**ARTICLE**

☆ ☆ ☆ ☆

The CAS President Eva Zažímalová and the CAS Vice President Zdeněk Havlas in an underground tunnel of CERN

“I was impressed especially by the atmosphere of international friendship and diligence, and of course by the detector which has been used to physically locate Higgs bosons,” adds the CAS Vice President Zdeněk Havlas, praising also CERN’s distribution of funding. “Big money is invested in CERN, and I was pleasantly surprised how dutifully they watch the boundary between doing actual science and wasting the funds. This big money really ends in the underground facilities where research is done,” says Havlas.

Czech steel and detectors in ATLAS

The leadership of the Czech Academy of Sciences was mesmerised especially by the tour of the world’s largest particle accelerator called LHC (Large Hadron Collider). The LHC is placed in a deep underground corridor that forms an almost 30-kilometre-long tunnel between the Jura Mountains and Lake Geneva.

“We got to see its internal workings under the ground because currently the accelerator is inactive for two years due to maintenance and upgrades, so there was no radiation hazard,” says Fejfar. The highlight of the tour was the ATLAS detector whose tasks include searching for particles which might comprise dark matter. The detector consists of 8 giant magnets (of 25 metres each) and thousands of tons of detectors and electronics. “ATLAS is one of the key experiments at the LHC accelerator,” emphasises Jan Řídký.

☆ ☆ ☆ ☆

Extracted records:

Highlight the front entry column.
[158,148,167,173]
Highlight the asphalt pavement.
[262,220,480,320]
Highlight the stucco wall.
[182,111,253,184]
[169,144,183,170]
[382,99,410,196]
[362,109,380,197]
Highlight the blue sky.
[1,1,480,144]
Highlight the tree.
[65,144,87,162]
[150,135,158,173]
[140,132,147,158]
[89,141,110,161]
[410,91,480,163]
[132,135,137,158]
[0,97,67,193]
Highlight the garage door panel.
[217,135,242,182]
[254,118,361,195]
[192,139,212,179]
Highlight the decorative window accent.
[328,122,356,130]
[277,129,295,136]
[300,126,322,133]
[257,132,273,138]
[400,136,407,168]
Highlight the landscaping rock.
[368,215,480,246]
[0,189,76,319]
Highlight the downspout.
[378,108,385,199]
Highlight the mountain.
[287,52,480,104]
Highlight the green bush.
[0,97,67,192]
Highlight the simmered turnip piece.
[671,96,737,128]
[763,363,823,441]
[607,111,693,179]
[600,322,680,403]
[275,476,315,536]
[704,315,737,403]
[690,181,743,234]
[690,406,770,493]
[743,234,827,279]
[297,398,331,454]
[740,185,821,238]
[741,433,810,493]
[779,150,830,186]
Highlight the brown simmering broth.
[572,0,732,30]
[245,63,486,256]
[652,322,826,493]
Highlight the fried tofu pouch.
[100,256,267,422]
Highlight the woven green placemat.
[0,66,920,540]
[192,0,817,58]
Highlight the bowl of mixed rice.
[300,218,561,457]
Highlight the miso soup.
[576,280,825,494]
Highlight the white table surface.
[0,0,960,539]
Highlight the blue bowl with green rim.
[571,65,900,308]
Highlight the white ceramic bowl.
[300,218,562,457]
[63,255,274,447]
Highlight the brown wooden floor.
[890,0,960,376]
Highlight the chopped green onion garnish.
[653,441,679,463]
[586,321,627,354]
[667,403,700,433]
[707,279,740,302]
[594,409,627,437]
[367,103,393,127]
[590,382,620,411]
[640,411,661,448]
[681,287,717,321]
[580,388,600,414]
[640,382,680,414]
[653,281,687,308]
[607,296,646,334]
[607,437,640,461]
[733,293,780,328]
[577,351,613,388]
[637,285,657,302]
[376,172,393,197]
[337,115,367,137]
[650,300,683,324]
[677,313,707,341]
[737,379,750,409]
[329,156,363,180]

☆ ☆ ☆ ☆

**WHAT YOU WILL DO**
[a] Reproduce word for word the stretch of the CERN passage from "Czech steel and" through "emphasises Jan Řídký.".
[b] Name every person mentioned in the CERN passage.

**PROBLEM SOLUTIONS**
[a]
Czech steel and detectors in ATLAS

The leadership of the Czech Academy of Sciences was mesmerised especially by the tour of the world’s largest particle accelerator called LHC (Large Hadron Collider). The LHC is placed in a deep underground corridor that forms an almost 30-kilometre-long tunnel between the Jura Mountains and Lake Geneva.

“We got to see its internal workings under the ground because currently the accelerator is inactive for two years due to maintenance and upgrades, so there was no radiation hazard,” says Fejfar. The highlight of the tour was the ATLAS detector whose tasks include searching for particles which might comprise dark matter. The detector consists of 8 giant magnets (of 25 metres each) and thousands of tons of detectors and electronics. “ATLAS is one of the key experiments at the LHC accelerator,” emphasises Jan Řídký.

[b] Eva Zažímalová, Zdeněk Havlas, Fejfar, Jan Řídký